TASKS TO PERFORM —
**a.** Copy everything in the forum thread about Xeon build platforms from "Get the i9 9880h" down to "interesting fun build.", word for word.
**b.** Continue the forum thread about Xeon build platforms from its last line.

READING TEXT —
For the X79 platform look at Xeon 1680/1650 V2, they are unlocked and you have access to all of the CPU cache and they usually clock better than desktop parts - however they don't have dual CPU support.
For X99 you can also look at Xeon 1680 V3 - it is unlocked but much more expensive so I would stick to X79 or X299.


----------



## Fry178 (Mar 5, 2020)

@storm-chaser
next time start with putting out ALL the info YOU have, and others wont have to guess and use their crystal ball only to get shot down by you
because requirement/you changed your mind.
and even if you DONT know (for what), say so, and state "this build is for fun, nothing else",
and we would have seen a lot earlier that your not trying to do a build for a purpose (other than to build it), not having to guess for pages.

dont complain when you ask whats the best car to mess with, only to reject a 2y old 2-door sports car, because you didnt tell us your married with a  kid and a dog.


----------



## yotano211 (Mar 5, 2020)

Get the i9 9880h


----------



## masterdeejay (Mar 5, 2020)

Chinese x99 ddr3 mobo and some cheap 12-14core xeon high all core turbo + hack.
Jingsha x99-8d3 (8xddr3) or Huhananzi x99-tf (4+4 ddr3 and ddr4 support) but there a lot of mobo for this 2011v3.
Ecc reg ddr3 is dirt cheap and oc well.
2011v1 is even cheaper. Old platform but still very good price/performance. Few (1650-60-80) xeons are unlocked.
And it is interesting fun build.


----------



## thesmokingman (Mar 5, 2020)

This thread is like a veiled attempt to troll.


----------



## phanbuey (Mar 5, 2020)

masterdeejay said:


> Chinese x99 ddr3 mobo and some cheap 12-14core xeon high all core turbo + hack.
> Jingsha x99-8d3 (8xddr3) or Huhananzi x99-tf (4+4 ddr3 and ddr4 support) but there a lot of mobo for this 2011v3.

SUPPLIED MATERIAL —
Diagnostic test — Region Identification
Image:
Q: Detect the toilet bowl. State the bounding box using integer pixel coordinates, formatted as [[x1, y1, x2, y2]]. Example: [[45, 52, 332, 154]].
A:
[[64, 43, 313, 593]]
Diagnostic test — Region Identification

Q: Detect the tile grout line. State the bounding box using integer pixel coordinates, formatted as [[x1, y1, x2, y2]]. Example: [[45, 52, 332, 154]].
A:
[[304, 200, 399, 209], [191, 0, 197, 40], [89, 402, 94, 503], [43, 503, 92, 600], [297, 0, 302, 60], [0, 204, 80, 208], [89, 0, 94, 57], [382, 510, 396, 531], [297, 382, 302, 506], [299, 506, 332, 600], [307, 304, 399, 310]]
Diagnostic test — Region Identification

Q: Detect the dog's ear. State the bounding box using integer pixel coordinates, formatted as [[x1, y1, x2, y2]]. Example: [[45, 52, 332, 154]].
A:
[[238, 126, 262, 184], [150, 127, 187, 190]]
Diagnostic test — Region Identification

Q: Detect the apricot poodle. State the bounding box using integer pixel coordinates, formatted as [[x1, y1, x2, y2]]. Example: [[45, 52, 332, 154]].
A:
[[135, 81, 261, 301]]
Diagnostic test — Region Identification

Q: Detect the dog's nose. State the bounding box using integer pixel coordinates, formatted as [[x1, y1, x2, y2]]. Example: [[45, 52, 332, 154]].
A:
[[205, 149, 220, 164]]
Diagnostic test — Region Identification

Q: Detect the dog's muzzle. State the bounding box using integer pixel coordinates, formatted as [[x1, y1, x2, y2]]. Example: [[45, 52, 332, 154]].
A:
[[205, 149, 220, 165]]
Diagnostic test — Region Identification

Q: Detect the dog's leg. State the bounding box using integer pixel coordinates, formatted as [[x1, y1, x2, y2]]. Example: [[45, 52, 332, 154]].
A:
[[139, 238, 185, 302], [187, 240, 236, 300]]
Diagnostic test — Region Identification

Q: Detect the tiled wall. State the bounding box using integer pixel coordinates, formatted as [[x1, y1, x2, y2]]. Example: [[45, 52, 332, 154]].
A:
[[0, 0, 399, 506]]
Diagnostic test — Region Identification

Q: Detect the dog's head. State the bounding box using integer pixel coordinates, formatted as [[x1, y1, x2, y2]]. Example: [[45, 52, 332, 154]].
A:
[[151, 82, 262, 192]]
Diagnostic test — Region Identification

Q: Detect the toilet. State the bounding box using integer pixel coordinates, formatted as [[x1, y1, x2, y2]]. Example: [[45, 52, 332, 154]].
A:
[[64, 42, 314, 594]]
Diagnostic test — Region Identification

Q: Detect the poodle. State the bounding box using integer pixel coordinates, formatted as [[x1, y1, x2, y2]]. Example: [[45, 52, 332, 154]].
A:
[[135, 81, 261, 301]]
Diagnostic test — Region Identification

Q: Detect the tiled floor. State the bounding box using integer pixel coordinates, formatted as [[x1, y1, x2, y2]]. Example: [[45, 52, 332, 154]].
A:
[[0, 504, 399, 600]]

RESULTS FOR THE EXERCISE —
**a.**
Get the i9 9880h


----------



## masterdeejay (Mar 5, 2020)

Chinese x99 ddr3 mobo and some cheap 12-14core xeon high all core turbo + hack.
Jingsha x99-8d3 (8xddr3) or Huhananzi x99-tf (4+4 ddr3 and ddr4 support) but there a lot of mobo for this 2011v3.
Ecc reg ddr3 is dirt cheap and oc well.
2011v1 is even cheaper. Old platform but still very good price/performance. Few (1650-60-80) xeons are unlocked.
And it is interesting fun build.

**b.**
> Ecc reg ddr3 is dirt cheap and oc well.
> 2011v1 is even cheaper. Old platform but still very good price/performance. Few (1650-60-80) xeons are unlocked.
> And it is interesting fun build.



yah this^ I've always wanted to put together a frankenrig like that but just don't have the time to mess with it.  A board that can take one of those old ES chips or one pulled out of a server somwehere.

the benefit of intel not changing architectures for the last 7 years is they are still extremely relevant.



















						Intel Xeon E5 2690 V4 ES QHV5 2.4Ghz 35MB 14Core 14nm 135W LGA2011-3 Processor  | eBay
					

Find many great new & used options and get the best deals for Intel Xeon E5 2690 V4 ES QHV5 2.4Ghz 35MB 14Core 14nm 135W LGA2011-3 Processor at the best online prices at eBay! Free shipping for many products!



					www.ebay.com
				




14 core broadwell with 35 mb of cache is nothing to sneeze at for $288  ES it's a steal - just make sure the board bios will accept the ES chips, usually the seller has suggestions of which work.


----------



## moproblems99 (Mar 5, 2020)

Since in your very first post you said this was for fun, take the one that is the greatest challenge and has the most to gain from tweaking/overclocking.

It seems to me, after struggling to get through the thread, that you are after the journey more than the destination.  My vote is to take the one you see as the biggest challenge with the most learning opportunities.


----------



## masterdeejay (Mar 5, 2020)

phanbuey said:


> yah this^ I've always wanted to put together a frankenrig like that but just don't have the time to mess with it.  A board that can take one of those old ES chips or one pulled out of a server somwehere.
> 
> the benefit of intel not changing architectures for the last 7 years is they are still extremely relevant.
> 
> ...


V3 Haswell is better price/performance
2673v3 3.1ghz turbo 105w tdp is 125usd on ebay or
2683v3 14 core 3ghz 190usd
V4 Broadwell is only a few percent better in ipc. And haswell (e5-26xxv3) have all core turbo hack, a free overclock for all boards (old microcode+hacked efi firmware driver)
I dont know that v4 have turbo hack.


----------



## bogmali (Mar 5, 2020)

To those that failed to understand (again), look at the title and 1st post.....the choices are listed by the OP so why are there arguments about Ryzen or TR? I mean someone comments about a troll attempt but I look at their post and see them pushing Ryzen/TR, why do guys do this and complain when your post gets deleted/LQ'd?


----------



## moproblems99 (Mar 5, 2020)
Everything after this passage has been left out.